Fracture toughness (MPa√mm) for carbon-glass/epoxy laminated composites with carbon side cracked.

The calculated fracture toughness results showed that the loading angle, crack position, and pattern width directly affect the fracture behavior of the composite material. As loading angle increases from mode I to mode II, fracture toughness for each material type decreases. Applied load during mode I loading case forces the crack to open. So, damage occurs in the form of fiber and matrix fracture. In the case of the opening mode, the damage occurs in the form of a matrix crack and subsequent fiber breakage. Also, the breakage occurs in a fast and brittle form, due to high-stress concentrations occurring at the crack end in the opening mode. During mode II loading, the applied load progresses the crack by shearing. As a result of shear deformation, the separation between laminas named delamination occurs. Damage of the brittle matrix material holding the lamina together allows the delamination to spread easily between the laminas. Thus, the material gains more ability to deform. The loads on the sample are transferred to the reinforcing hybrid fabric with increasing deformation, and the fiber structure is subjected to shear force. Due to the anisotropic behavior of the knitting structure, it can be seen from fracture test results that the shear strength of reinforcement fabric was higher than the tensile strength.

When fracture toughness values of pure glass and carbon fabric-reinforced composites were compared, fracture toughness of carbon/epoxy composites was found to be up to 43% higher than glass/epoxy. If a similar comparison is made for hybrid composites that had the same pattern width, the fracture toughness of the samples with carbon side cracked is 11% higher than for samples with glass side cracked. According to the results obtained from pure and hybrid composites, the crack on the carbon side has a tougher spreading mechanism than on the glass side.

▶ **PROBLEM TO WORK ON**
Check each statement against the fracture toughness text above. For each, answer yes or no and quote the words of the text that decide it.
(a) Fracture toughness decreases as the loading angle moves from mode I toward mode II.
(b) Glass/epoxy composites had fracture toughness up to 43% higher than carbon/epoxy composites.
(c) Under mode II loading, the crack advances by shearing.

▶ **GIVEN INFORMATION**
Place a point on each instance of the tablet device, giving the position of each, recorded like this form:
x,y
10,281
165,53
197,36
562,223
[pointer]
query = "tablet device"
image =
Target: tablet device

▶ **THE RESULT**
(a) Yes: "As loading angle increases from mode I to mode II, fracture toughness for each material type decreases."
(b) No: "fracture toughness of carbon/epoxy composites was found to be up to 43% higher than glass/epoxy."
(c) Yes: "During mode II loading, the applied load progresses the crack by shearing."